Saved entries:
═══

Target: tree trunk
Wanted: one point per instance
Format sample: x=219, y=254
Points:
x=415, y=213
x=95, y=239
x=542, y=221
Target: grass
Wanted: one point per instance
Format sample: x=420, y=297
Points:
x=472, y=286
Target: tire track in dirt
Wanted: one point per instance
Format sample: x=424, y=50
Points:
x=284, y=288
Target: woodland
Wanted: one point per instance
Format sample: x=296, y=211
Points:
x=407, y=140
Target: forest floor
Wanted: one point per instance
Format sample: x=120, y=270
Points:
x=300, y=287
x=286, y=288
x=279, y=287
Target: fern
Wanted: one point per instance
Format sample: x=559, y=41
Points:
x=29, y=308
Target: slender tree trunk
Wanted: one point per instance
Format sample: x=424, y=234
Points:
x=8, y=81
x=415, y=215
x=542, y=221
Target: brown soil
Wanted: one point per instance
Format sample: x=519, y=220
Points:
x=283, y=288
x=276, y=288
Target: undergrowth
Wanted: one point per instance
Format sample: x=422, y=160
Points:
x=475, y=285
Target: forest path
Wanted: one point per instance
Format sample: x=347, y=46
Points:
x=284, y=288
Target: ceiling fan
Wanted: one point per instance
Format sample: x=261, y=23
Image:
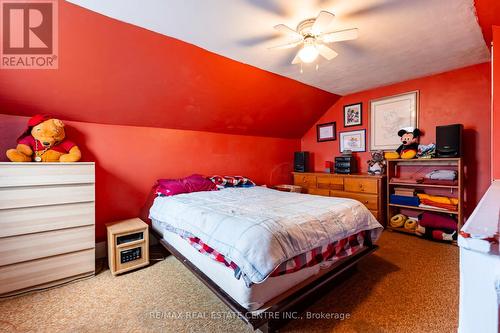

═══

Transcribe each entry above without alteration, but keep the pictures out.

### PROBLEM SOLUTION:
Target: tree trunk
Wanted: one point per instance
Format sample: x=219, y=254
Points:
x=415, y=213
x=95, y=239
x=542, y=221
Target: grass
Wanted: one point per instance
Format sample: x=420, y=297
Points:
x=472, y=286
Target: tire track in dirt
Wanted: one point per instance
Format sample: x=424, y=50
Points:
x=284, y=288
Target: woodland
Wanted: one point per instance
Format sample: x=296, y=211
Points:
x=407, y=140
Target: forest floor
Wanted: one point per instance
Format sample: x=120, y=270
Points:
x=300, y=287
x=286, y=288
x=279, y=287
Target: fern
Wanted: one point per instance
Format sample: x=559, y=41
Points:
x=29, y=308
Target: slender tree trunk
Wanted: one point per instance
Format sample: x=424, y=234
Points:
x=8, y=81
x=415, y=215
x=542, y=221
Target: brown soil
Wanted: one point per instance
Format sample: x=519, y=220
Points:
x=283, y=288
x=276, y=288
Target: undergrowth
Wanted: one point per instance
Format sample: x=422, y=160
Points:
x=475, y=285
Target: forest path
Wanted: one point per instance
Format sample: x=347, y=46
Points:
x=284, y=288
Target: ceiling fan
Wanted: one point per instance
Format sample: x=261, y=23
Image:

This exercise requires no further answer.